==== ENTRIES SHOWN ====

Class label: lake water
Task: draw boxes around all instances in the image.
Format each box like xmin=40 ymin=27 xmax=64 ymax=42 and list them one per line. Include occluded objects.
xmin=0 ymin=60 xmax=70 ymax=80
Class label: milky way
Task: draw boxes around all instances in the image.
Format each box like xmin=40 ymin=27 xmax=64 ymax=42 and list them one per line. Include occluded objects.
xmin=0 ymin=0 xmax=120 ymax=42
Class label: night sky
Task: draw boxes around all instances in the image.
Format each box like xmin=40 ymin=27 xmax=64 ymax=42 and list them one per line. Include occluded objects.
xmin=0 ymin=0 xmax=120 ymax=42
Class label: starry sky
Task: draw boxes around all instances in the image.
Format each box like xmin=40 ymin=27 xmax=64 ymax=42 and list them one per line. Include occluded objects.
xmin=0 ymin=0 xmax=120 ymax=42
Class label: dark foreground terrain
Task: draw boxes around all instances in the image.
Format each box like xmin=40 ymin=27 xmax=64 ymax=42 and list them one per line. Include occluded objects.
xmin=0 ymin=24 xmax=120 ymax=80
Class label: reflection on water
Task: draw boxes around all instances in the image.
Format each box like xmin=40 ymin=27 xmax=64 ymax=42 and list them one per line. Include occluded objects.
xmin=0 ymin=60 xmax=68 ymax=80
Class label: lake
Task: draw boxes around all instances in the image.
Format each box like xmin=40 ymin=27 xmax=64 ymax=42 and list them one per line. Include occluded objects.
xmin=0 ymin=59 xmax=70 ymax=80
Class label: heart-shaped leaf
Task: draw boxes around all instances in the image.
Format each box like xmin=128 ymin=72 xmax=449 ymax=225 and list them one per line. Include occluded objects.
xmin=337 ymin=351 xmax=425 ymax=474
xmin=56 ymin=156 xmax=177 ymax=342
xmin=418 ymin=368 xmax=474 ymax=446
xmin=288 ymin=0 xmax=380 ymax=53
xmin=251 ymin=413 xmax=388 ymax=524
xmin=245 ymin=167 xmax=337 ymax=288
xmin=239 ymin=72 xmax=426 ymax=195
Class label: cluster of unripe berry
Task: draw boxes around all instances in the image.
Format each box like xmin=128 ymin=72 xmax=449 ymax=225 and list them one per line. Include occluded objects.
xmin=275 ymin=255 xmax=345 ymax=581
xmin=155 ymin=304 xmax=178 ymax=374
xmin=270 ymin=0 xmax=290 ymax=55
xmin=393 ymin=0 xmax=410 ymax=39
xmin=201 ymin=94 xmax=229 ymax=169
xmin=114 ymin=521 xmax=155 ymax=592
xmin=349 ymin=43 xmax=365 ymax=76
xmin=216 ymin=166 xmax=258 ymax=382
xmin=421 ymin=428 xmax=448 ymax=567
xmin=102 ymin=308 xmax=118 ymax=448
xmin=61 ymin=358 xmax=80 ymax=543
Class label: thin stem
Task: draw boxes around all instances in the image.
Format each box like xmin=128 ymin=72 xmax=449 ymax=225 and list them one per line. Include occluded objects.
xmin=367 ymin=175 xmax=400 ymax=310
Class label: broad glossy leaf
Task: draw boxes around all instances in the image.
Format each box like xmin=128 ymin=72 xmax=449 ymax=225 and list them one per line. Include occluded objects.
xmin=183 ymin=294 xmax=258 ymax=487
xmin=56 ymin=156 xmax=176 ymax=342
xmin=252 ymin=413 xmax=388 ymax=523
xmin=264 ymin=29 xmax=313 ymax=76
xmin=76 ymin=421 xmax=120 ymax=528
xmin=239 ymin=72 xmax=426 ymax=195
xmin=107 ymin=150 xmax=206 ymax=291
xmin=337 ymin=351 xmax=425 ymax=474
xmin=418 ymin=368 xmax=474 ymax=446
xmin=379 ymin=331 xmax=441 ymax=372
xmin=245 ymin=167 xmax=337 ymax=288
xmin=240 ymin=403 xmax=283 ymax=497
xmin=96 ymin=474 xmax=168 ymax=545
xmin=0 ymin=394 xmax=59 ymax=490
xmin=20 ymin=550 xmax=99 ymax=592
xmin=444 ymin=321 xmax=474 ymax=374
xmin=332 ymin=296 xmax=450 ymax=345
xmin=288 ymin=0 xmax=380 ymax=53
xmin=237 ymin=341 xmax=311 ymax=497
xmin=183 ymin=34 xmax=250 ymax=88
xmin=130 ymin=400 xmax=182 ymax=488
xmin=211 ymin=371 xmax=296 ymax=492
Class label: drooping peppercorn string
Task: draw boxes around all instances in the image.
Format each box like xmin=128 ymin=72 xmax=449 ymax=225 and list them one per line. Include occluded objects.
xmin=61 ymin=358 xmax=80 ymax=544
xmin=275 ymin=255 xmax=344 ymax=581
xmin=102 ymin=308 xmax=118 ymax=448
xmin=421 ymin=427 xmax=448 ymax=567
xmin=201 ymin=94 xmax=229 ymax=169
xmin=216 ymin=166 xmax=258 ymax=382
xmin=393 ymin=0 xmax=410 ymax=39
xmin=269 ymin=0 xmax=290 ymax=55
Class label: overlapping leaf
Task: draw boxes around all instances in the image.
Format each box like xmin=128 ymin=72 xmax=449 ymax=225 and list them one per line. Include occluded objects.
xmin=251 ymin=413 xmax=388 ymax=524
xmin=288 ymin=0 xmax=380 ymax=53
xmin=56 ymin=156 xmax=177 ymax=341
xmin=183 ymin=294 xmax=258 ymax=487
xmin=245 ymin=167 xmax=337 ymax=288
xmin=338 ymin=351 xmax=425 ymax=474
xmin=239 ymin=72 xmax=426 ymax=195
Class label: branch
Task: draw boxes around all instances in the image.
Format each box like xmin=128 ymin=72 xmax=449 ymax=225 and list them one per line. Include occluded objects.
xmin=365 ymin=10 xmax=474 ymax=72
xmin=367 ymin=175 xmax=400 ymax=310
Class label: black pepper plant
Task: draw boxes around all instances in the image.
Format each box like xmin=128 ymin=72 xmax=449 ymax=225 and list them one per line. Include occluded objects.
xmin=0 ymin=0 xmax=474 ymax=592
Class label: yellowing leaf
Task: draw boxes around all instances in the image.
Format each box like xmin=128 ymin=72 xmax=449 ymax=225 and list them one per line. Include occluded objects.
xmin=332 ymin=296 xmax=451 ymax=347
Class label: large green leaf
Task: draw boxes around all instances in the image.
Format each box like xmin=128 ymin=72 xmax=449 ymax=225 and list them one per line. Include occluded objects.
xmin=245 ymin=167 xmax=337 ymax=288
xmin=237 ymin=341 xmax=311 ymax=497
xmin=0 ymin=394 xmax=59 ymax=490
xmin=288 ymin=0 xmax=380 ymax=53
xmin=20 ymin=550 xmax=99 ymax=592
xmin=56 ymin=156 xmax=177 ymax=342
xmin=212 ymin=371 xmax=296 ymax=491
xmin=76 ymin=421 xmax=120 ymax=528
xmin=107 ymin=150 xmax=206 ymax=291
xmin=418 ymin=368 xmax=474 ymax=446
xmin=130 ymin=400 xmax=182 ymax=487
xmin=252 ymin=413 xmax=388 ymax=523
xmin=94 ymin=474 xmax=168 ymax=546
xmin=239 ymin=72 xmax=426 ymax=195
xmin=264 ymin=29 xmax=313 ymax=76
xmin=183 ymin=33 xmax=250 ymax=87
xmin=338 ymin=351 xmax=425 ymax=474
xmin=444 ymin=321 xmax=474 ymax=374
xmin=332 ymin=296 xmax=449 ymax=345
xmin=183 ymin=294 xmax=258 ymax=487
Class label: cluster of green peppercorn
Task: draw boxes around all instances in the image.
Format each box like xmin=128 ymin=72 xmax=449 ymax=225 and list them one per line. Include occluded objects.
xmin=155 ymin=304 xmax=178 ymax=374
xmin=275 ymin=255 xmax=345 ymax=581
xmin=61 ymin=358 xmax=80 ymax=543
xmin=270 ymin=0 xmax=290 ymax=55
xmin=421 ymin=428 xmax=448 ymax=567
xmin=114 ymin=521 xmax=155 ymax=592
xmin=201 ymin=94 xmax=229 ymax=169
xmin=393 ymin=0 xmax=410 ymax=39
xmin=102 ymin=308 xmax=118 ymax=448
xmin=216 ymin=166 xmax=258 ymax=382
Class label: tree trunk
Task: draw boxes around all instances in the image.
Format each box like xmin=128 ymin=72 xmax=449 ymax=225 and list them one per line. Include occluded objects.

====

SET TASK
Reproduce the material from its beginning through the line containing "xmin=0 ymin=59 xmax=70 ymax=80", substituting "star field" for "starry sky" and leaving everything else unchanged.

FULL RESPONSE
Class label: lake water
Task: draw boxes around all instances in the image.
Format each box like xmin=40 ymin=27 xmax=64 ymax=42 and list them one per line. Include occluded objects.
xmin=0 ymin=60 xmax=70 ymax=80
Class label: milky way
Task: draw boxes around all instances in the image.
Format each box like xmin=40 ymin=27 xmax=64 ymax=42 and list them one per line. Include occluded objects.
xmin=0 ymin=0 xmax=120 ymax=42
Class label: night sky
Task: draw boxes around all instances in the image.
Format each box like xmin=40 ymin=27 xmax=64 ymax=42 and list them one per line. Include occluded objects.
xmin=0 ymin=0 xmax=120 ymax=42
Class label: star field
Task: draw boxes around all instances in the image.
Format each box like xmin=40 ymin=27 xmax=64 ymax=42 and list them one per line. Include occluded objects.
xmin=0 ymin=0 xmax=120 ymax=42
Class label: dark foreground terrain
Task: draw boxes around all instances in the image.
Format each box like xmin=40 ymin=27 xmax=64 ymax=42 and list them one per line. Include occluded objects.
xmin=0 ymin=24 xmax=120 ymax=80
Class label: reflection on water
Task: draw boxes around all instances in the image.
Format each box like xmin=40 ymin=27 xmax=64 ymax=42 and list them one per line. Include occluded objects.
xmin=0 ymin=60 xmax=68 ymax=80
Class label: lake
Task: draw boxes around all instances in the image.
Format each box like xmin=40 ymin=27 xmax=64 ymax=42 and list them one per line. Include occluded objects.
xmin=0 ymin=59 xmax=70 ymax=80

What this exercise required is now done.